- [EXERCISE]: Put everything from the line containing "Task: using any" down to the line containing "box: [108, 53, 149, 79]" into a Markdown table with two columns, Number and Entry, giving each line its number and skipping any blank lines.

- [GIVEN RECORDS]:

■ ■ ■

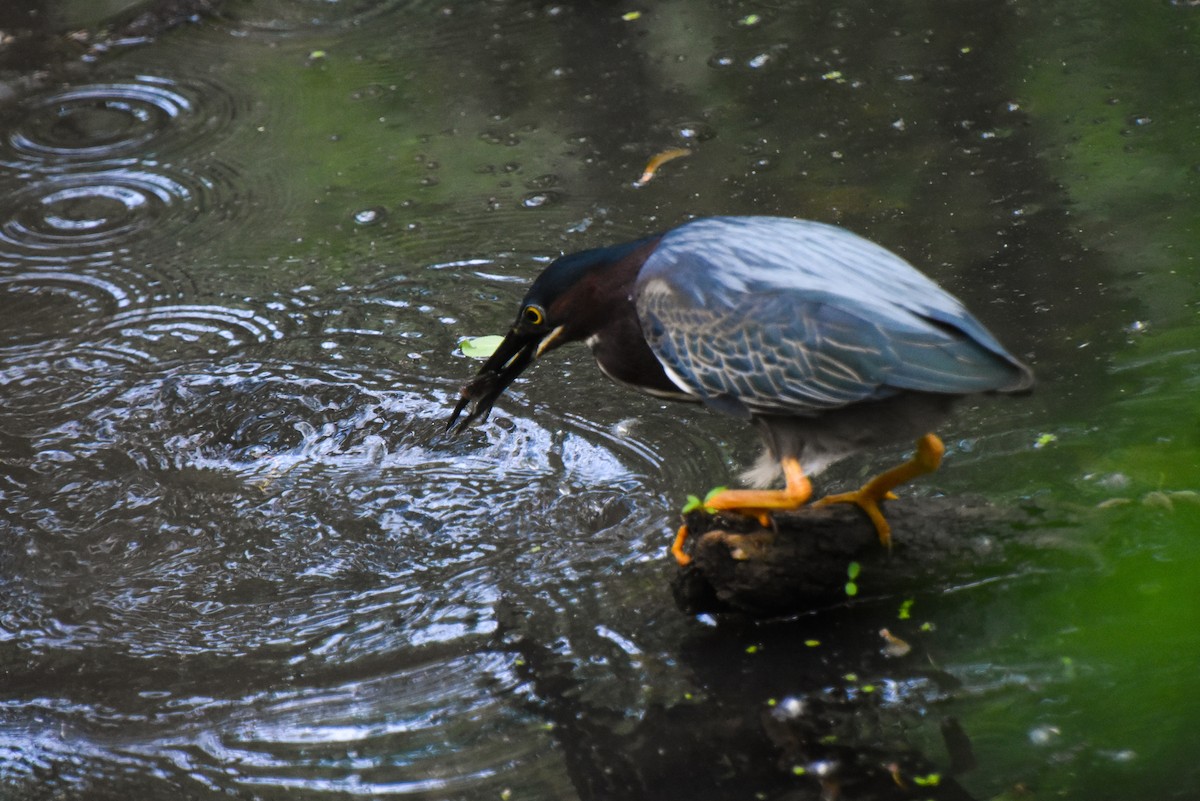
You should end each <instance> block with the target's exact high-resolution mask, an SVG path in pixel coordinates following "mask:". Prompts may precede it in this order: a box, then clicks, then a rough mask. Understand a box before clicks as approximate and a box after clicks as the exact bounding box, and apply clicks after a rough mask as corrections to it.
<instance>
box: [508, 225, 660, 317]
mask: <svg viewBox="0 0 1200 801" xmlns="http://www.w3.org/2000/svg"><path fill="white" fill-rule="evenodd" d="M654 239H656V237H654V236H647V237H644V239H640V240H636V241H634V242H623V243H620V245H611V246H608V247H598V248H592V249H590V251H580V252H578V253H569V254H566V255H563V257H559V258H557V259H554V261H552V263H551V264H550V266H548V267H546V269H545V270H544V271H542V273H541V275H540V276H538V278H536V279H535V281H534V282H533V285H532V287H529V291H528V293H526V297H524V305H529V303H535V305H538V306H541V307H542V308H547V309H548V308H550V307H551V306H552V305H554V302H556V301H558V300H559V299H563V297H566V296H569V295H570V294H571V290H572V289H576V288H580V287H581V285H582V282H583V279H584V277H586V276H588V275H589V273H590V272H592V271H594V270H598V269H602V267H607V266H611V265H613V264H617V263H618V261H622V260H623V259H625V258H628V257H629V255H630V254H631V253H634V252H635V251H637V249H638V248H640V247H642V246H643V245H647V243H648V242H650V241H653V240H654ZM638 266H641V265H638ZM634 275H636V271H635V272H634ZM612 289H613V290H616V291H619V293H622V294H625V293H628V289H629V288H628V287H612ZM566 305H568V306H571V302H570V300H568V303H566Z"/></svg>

■ ■ ■

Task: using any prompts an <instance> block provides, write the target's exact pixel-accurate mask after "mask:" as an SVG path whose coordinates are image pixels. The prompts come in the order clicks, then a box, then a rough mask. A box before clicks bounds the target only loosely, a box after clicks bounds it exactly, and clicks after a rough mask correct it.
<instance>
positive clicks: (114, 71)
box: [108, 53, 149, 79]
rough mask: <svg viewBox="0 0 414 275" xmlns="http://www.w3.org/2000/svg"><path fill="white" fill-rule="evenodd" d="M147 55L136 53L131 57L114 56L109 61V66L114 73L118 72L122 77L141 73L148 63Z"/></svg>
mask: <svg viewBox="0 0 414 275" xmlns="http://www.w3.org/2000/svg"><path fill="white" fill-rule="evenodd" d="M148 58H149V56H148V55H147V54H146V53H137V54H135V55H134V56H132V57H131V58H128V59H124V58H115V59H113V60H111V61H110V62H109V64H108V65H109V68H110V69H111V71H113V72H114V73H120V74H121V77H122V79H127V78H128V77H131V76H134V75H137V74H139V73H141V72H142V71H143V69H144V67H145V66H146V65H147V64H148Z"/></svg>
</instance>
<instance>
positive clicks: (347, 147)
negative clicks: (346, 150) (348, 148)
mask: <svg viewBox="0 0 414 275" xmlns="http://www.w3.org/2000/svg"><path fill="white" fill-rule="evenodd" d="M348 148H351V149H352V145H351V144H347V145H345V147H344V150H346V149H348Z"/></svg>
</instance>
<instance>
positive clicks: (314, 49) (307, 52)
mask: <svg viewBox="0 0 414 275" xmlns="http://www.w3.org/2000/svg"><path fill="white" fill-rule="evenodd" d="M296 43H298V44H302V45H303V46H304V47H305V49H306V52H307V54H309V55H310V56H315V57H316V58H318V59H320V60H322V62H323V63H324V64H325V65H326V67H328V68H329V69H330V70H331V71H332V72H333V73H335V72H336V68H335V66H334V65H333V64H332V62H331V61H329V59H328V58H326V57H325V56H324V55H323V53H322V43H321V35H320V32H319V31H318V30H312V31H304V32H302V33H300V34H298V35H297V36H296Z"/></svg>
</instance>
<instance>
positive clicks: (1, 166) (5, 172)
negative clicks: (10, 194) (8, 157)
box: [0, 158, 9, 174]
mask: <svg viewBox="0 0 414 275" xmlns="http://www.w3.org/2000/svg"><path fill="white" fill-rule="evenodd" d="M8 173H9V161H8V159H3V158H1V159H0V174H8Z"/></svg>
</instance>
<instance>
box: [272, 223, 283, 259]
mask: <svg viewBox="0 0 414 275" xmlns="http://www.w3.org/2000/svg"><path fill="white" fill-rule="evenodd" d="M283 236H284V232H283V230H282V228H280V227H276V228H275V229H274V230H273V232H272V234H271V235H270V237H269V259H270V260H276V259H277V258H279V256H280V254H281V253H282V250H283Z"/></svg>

■ ■ ■

- [TASK RESULT]:
| Number | Entry |
|---|---|
| 1 | Task: using any prompts an <instance> block provides, write the target's exact pixel-accurate mask after "mask:" as an SVG path whose coordinates are image pixels. The prompts come in the order clicks, then a box, then a rough mask. A box before clicks bounds the target only loosely, a box after clicks bounds it exactly, and clicks after a rough mask correct it. |
| 2 | <instance> |
| 3 | positive clicks: (114, 71) |
| 4 | box: [108, 53, 149, 79] |